**Activity**
Here are some records; return them all exactly.
◆ ◆ ◆ ◆
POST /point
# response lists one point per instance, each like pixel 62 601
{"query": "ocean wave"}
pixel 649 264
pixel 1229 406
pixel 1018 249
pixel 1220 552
◆ ◆ ◆ ◆
**Output of the exercise**
POST /point
# response lists one point per instance, each like pixel 62 601
{"query": "ocean wave"}
pixel 649 264
pixel 1229 406
pixel 1018 249
pixel 1220 552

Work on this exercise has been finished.